[Stated goal] Convert the items, from the first line up to and including the line with "[[[382,240],[504,240],[503,142],[379,155]]]", into a Markdown table with the columns Row and Line text, giving each line a row number and omitting blank lines. Leave the pictures out of the answer.

[Outline records]
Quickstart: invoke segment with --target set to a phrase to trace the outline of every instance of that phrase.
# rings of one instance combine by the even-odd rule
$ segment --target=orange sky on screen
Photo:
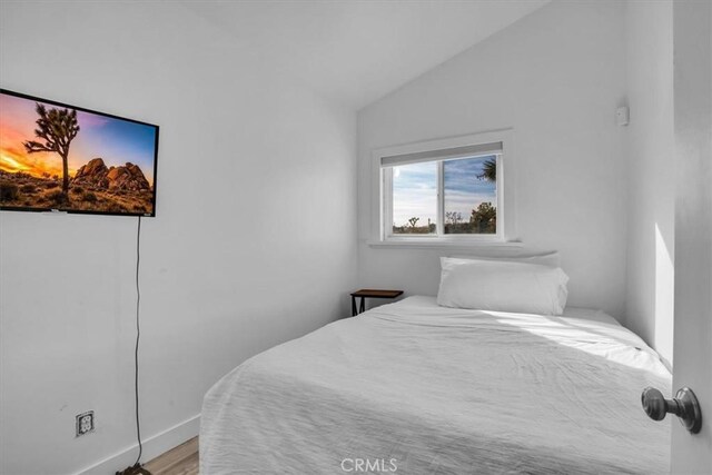
[[[58,154],[37,152],[28,154],[22,142],[34,138],[34,121],[29,127],[20,128],[4,120],[0,121],[0,170],[17,172],[22,171],[34,177],[42,174],[62,175],[62,159]],[[76,169],[69,167],[69,174]]]

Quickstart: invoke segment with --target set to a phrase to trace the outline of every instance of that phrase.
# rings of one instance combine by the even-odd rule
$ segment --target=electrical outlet
[[[93,410],[77,415],[77,437],[93,432]]]

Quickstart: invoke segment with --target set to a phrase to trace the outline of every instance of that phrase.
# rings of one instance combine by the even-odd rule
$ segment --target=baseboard
[[[198,435],[200,431],[200,414],[176,424],[175,426],[156,434],[142,441],[144,455],[141,462],[148,462],[151,458],[156,458],[164,452],[182,444],[184,442]],[[134,444],[130,447],[121,451],[120,453],[99,462],[96,465],[85,468],[78,472],[78,475],[110,475],[117,471],[134,465],[136,462],[136,455],[138,451],[138,444]]]

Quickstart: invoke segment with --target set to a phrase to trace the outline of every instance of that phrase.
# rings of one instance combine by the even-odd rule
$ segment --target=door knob
[[[692,389],[683,387],[672,399],[665,399],[663,394],[654,387],[643,389],[641,396],[645,414],[653,420],[662,420],[665,414],[672,413],[680,417],[680,422],[692,434],[696,434],[702,428],[702,412],[700,403]]]

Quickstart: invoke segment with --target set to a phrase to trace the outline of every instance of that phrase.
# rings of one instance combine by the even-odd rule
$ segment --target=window
[[[382,240],[504,240],[503,142],[379,155]]]

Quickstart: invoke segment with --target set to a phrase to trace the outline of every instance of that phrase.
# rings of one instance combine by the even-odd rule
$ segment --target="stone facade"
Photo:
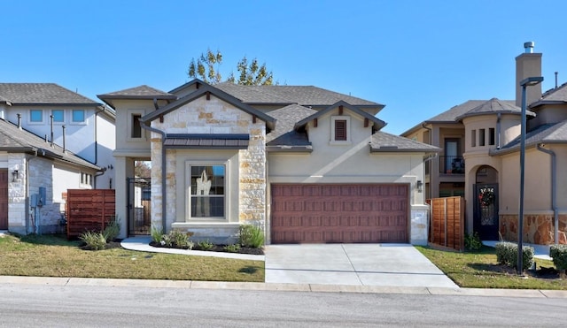
[[[526,215],[524,221],[524,242],[538,245],[555,244],[555,225],[553,215]],[[517,241],[517,215],[500,216],[500,233],[504,240]],[[567,214],[559,215],[559,244],[567,244]]]
[[[209,239],[211,241],[230,242],[237,232],[240,223],[253,221],[265,225],[266,220],[266,123],[257,120],[253,123],[252,115],[235,108],[228,103],[214,96],[206,100],[206,96],[198,98],[186,103],[164,116],[163,123],[159,120],[151,122],[151,126],[167,133],[246,133],[250,135],[247,149],[238,151],[235,174],[238,176],[237,187],[227,188],[229,193],[238,194],[238,216],[231,217],[230,213],[225,213],[225,220],[219,222],[214,220],[191,220],[186,214],[177,213],[180,207],[173,204],[186,200],[179,195],[178,184],[184,184],[185,177],[178,176],[177,167],[182,161],[180,154],[184,156],[187,149],[166,150],[166,202],[171,206],[167,206],[166,231],[175,228],[190,231],[194,233],[194,239]],[[210,149],[198,149],[202,150]],[[161,158],[162,140],[159,133],[152,133],[151,138],[151,224],[153,226],[162,226],[162,199],[161,199]],[[202,156],[202,155],[200,155]],[[202,157],[199,157],[202,160]],[[228,158],[227,158],[228,160]],[[183,207],[185,208],[185,207]],[[183,217],[184,222],[180,222]]]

[Exercise response]
| Row | Line text |
|---|---|
| 1 | Quickstart: invoke segment with --target set to a phrase to trace the outline of every instance of that phrase. |
| 2 | # rings of one instance combine by the even-odd rule |
| 3 | $ segment --target=orange sky on screen |
| 4 | Photo: |
| 5 | [[[58,154],[37,152],[28,154],[22,142],[34,138],[34,121],[29,127],[20,128],[4,120],[0,121],[0,170],[17,172],[22,171],[34,177],[42,174],[62,175],[62,159]],[[76,169],[69,167],[69,174]]] |
| 6 | Quickstart: invoke segment with --target set to a phrase to trace the outline of every instance of that phrase. |
| 7 | # rings of one instance combine by the even-odd rule |
| 8 | $ segment --target=electrical outlet |
| 9 | [[[93,410],[77,415],[77,437],[93,432]]] |
| 10 | Quickstart: invoke segment with --target set to a phrase to trace the outline of every instance of that phrase. |
| 11 | # rings of one instance combine by the even-odd rule |
| 12 | $ segment --target=baseboard |
| 13 | [[[198,435],[200,431],[200,414],[176,424],[175,426],[156,434],[142,441],[144,455],[141,462],[148,462],[151,458],[156,458],[164,452],[182,444],[184,442]],[[134,444],[130,447],[121,451],[120,453],[99,462],[96,465],[85,468],[78,472],[78,475],[110,475],[117,471],[134,465],[136,462],[136,455],[138,451],[138,444]]] |
| 14 | Quickstart: invoke segment with --target set to a phrase to trace the outline of every instance of that phrase. |
| 15 | # rings of one instance combine by the even-odd rule |
| 16 | $ segment --target=door knob |
| 17 | [[[692,389],[683,387],[672,399],[665,399],[663,394],[654,387],[643,389],[641,396],[645,414],[653,420],[662,420],[665,414],[672,413],[680,417],[680,422],[692,434],[696,434],[702,428],[702,412],[700,403]]] |
| 18 | Quickstart: invoke segment with --target set to a phrase to trace the outline of every instance of that phrase. |
| 19 | # rings of one instance combine by the even-odd rule |
| 20 | $ segment --target=window |
| 21 | [[[382,240],[504,240],[503,142],[379,155]]] |